● Task to carry out
Put the lines of the records below into a Markdown table with the columns Row and Line, starting at the line that contains "scan for: still water" and ending at the last line of the records. Number each row and leave out blank lines.

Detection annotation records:
◇ ◇ ◇ ◇
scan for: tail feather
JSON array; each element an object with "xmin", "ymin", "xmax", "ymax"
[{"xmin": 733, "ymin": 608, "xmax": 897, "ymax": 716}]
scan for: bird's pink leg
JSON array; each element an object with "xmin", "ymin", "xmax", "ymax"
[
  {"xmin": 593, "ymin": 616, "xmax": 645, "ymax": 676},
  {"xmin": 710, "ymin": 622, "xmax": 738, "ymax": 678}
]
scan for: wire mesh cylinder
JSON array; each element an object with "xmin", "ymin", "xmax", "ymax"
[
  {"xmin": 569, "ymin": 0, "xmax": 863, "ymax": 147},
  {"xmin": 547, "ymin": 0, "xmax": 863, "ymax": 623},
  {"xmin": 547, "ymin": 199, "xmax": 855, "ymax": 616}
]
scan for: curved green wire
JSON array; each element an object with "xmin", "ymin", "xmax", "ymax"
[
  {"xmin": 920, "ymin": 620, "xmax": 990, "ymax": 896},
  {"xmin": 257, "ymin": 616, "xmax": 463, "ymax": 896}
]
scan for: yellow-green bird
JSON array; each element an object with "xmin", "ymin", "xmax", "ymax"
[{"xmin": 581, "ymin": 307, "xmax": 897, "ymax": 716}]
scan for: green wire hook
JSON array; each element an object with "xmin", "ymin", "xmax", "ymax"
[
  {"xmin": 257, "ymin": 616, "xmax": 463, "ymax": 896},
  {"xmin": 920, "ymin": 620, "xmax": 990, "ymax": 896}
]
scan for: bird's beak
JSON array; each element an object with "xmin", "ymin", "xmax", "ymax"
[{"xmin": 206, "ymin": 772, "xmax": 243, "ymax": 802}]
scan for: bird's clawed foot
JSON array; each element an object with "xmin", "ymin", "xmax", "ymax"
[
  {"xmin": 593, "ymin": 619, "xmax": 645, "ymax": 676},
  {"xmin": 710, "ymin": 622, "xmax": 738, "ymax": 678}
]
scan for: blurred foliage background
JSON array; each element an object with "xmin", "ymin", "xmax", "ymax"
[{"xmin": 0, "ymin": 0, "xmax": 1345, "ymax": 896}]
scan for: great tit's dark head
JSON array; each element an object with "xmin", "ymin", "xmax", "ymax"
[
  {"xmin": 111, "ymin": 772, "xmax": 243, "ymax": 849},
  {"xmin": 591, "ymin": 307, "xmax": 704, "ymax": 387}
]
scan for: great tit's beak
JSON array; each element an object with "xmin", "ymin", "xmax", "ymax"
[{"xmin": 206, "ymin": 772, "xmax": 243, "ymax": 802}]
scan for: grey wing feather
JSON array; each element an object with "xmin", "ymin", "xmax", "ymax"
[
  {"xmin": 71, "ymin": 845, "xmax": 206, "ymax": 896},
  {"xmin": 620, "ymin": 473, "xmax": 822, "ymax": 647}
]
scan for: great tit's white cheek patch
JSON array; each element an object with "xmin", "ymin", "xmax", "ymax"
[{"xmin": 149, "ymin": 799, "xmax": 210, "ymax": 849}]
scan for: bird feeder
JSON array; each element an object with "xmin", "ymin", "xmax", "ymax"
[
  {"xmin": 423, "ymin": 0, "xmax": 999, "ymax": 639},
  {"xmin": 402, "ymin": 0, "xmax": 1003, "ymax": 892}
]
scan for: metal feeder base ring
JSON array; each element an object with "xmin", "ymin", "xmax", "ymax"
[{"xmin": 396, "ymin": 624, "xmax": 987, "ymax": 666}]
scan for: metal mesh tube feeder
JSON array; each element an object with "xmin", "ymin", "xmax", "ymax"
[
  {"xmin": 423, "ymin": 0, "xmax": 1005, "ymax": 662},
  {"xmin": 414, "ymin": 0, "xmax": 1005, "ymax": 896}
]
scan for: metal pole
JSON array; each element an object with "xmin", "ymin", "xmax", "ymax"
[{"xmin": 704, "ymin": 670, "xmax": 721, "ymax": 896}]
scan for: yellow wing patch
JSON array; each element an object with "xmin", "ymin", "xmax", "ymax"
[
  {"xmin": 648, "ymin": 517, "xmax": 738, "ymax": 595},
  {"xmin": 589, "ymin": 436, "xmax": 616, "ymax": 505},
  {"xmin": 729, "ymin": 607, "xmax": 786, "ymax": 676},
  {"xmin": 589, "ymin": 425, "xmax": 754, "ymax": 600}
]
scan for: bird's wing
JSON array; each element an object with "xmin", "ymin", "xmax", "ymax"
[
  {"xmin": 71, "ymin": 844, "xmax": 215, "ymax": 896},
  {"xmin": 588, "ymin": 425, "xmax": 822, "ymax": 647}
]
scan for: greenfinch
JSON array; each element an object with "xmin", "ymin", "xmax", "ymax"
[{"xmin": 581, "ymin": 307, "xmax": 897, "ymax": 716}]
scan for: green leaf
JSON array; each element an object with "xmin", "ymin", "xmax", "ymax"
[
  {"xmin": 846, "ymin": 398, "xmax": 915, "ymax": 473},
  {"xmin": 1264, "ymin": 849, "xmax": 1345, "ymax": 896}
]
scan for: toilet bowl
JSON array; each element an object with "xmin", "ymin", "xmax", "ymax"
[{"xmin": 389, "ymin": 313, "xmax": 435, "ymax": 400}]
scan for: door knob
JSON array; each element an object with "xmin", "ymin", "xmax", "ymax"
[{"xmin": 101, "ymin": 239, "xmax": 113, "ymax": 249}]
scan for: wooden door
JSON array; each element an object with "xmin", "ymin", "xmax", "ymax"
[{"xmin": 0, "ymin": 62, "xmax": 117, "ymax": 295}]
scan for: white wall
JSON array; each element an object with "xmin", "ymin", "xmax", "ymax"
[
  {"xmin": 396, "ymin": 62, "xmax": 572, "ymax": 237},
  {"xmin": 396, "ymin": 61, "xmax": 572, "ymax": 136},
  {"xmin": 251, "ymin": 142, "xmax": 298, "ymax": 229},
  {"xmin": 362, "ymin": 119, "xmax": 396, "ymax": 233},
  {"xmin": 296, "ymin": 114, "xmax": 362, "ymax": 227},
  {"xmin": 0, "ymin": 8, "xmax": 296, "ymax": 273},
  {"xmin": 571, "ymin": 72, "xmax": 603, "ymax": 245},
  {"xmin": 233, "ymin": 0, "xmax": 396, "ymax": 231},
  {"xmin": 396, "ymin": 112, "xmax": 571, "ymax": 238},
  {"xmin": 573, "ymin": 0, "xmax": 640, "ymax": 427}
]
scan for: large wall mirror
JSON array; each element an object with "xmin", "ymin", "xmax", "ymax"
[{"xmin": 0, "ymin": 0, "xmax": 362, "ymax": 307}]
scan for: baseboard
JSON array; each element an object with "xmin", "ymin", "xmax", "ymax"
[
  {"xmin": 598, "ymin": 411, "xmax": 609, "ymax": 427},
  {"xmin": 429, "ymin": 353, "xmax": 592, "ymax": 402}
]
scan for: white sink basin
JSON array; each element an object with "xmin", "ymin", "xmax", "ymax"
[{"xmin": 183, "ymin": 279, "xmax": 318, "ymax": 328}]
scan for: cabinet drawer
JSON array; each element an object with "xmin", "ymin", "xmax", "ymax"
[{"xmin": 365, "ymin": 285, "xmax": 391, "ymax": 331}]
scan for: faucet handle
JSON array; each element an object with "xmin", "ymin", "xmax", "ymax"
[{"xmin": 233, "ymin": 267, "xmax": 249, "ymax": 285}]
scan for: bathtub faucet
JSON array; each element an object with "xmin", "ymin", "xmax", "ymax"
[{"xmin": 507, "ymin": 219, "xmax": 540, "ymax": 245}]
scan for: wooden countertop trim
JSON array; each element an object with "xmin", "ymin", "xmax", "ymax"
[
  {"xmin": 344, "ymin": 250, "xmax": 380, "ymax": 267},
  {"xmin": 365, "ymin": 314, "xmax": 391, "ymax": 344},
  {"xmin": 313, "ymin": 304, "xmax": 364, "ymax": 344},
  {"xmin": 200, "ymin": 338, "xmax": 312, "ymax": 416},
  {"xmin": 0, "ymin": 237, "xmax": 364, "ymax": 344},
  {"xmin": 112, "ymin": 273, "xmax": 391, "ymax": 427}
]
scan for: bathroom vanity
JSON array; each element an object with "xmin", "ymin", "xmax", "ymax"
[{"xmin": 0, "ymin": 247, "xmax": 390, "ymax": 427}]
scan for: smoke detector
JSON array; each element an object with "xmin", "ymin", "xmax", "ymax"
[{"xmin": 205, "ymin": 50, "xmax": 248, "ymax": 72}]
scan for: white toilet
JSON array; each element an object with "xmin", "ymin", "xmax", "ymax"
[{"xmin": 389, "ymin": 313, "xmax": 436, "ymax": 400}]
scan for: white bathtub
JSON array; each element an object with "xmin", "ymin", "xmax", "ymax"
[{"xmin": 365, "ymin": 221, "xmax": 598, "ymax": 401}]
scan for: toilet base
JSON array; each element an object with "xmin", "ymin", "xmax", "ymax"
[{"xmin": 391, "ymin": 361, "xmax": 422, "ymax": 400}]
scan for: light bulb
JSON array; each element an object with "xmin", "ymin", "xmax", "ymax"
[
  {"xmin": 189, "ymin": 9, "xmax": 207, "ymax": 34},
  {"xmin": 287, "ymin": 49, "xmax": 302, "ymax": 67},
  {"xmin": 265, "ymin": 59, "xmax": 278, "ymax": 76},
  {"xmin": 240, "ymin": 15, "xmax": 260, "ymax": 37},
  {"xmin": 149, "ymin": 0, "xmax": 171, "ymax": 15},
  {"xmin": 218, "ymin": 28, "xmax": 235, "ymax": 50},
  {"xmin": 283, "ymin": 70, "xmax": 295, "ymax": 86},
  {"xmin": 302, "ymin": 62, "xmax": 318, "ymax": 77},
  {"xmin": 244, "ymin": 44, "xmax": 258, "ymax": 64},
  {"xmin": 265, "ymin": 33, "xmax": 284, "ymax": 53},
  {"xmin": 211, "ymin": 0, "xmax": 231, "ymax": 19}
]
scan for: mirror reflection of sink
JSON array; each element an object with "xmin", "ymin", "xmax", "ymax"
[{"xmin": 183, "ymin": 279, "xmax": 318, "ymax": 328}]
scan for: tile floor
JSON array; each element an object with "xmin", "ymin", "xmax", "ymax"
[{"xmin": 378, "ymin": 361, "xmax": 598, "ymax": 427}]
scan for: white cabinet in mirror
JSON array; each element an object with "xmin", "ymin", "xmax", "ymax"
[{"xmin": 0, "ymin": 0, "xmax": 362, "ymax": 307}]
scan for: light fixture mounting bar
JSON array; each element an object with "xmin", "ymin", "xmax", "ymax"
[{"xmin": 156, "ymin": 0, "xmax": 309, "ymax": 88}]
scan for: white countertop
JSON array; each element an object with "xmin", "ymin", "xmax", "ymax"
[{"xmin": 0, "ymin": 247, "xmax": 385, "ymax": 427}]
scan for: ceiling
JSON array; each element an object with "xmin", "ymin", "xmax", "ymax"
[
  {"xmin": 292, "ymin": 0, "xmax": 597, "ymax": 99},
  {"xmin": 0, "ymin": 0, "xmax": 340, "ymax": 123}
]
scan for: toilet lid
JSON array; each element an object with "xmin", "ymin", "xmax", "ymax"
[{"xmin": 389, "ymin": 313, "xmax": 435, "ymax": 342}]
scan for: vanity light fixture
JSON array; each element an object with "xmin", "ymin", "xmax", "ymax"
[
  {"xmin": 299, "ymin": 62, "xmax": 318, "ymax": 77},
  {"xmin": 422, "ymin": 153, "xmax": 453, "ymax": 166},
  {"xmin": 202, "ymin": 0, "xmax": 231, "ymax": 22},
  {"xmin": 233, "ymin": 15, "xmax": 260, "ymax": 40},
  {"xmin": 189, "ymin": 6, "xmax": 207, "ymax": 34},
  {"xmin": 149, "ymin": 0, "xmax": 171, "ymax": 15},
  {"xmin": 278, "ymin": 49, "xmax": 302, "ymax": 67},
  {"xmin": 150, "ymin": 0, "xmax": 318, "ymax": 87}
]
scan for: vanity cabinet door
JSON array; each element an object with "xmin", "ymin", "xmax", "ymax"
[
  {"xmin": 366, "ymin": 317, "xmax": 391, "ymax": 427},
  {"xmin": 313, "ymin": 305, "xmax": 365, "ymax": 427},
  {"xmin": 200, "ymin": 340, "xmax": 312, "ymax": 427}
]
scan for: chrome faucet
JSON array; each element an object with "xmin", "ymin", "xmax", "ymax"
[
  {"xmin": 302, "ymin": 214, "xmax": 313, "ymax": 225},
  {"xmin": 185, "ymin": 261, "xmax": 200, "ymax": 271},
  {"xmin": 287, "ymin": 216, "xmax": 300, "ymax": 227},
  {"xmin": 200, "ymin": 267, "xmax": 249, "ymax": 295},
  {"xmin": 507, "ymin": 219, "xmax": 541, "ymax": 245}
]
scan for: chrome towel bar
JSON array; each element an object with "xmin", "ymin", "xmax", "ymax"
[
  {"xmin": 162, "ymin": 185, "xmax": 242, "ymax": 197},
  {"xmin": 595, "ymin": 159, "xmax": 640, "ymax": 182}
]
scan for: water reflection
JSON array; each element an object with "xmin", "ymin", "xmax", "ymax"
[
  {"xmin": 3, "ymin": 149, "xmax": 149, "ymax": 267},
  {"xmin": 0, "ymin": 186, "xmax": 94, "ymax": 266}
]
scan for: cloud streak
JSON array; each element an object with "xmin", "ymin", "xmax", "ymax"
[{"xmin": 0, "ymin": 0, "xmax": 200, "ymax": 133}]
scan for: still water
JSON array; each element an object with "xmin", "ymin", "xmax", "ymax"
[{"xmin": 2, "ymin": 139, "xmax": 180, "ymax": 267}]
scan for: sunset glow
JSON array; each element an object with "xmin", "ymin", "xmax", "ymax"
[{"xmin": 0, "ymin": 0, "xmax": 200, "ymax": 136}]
◇ ◇ ◇ ◇
● Complete response
| Row | Line |
|---|---|
| 1 | scan for: still water |
| 2 | JSON array; each element an object with "xmin", "ymin", "xmax", "ymax" |
| 3 | [{"xmin": 2, "ymin": 139, "xmax": 180, "ymax": 267}] |
| 4 | scan for: sunset glow |
| 5 | JSON array; each element an object with "xmin", "ymin", "xmax", "ymax" |
| 6 | [{"xmin": 0, "ymin": 0, "xmax": 200, "ymax": 136}] |